-- START Materials provided --

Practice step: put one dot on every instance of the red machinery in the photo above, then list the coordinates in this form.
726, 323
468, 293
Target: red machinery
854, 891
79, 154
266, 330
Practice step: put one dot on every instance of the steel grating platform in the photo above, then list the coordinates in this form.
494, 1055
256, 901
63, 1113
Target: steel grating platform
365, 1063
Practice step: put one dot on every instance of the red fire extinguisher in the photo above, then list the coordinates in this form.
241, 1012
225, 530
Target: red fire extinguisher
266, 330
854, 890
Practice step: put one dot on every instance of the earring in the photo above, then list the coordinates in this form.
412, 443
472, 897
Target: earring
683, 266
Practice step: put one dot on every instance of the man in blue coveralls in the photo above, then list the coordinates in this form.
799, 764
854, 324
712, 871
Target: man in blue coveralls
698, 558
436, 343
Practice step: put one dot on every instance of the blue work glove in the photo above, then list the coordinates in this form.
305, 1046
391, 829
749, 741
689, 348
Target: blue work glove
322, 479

-- END Materials provided --
-- START Materials provided --

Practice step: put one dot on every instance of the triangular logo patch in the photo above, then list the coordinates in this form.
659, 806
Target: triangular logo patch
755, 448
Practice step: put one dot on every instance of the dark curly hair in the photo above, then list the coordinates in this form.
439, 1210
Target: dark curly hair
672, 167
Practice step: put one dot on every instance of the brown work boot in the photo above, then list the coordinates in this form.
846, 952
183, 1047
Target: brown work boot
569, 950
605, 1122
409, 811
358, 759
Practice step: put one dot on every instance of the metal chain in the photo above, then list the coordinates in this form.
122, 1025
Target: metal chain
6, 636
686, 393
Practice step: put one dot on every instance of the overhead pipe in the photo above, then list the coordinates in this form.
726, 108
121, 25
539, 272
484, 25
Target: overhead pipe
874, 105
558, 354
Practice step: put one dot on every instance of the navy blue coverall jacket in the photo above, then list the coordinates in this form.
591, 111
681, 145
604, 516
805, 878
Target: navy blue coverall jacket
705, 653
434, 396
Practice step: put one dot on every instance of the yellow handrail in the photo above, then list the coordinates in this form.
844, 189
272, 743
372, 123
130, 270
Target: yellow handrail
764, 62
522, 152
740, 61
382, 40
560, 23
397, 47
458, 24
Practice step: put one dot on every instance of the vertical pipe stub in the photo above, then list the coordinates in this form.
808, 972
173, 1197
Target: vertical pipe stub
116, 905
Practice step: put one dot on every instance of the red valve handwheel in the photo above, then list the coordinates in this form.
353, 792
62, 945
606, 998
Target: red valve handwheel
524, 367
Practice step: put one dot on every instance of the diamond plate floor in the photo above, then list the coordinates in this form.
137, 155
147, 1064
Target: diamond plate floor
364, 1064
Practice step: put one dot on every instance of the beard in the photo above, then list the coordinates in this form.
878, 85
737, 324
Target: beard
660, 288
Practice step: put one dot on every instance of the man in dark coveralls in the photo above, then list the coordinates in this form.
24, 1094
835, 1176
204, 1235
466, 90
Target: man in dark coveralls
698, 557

-- END Materials provided --

- Your goal
Locate each row above containing the word "navy" and copy those rows in full. Case counts.

- Final result
Practice step: put one dot on every instance of the navy blue coverall jacket in the photo above, then list the coordinates in this form.
Target: navy blue coverall jacket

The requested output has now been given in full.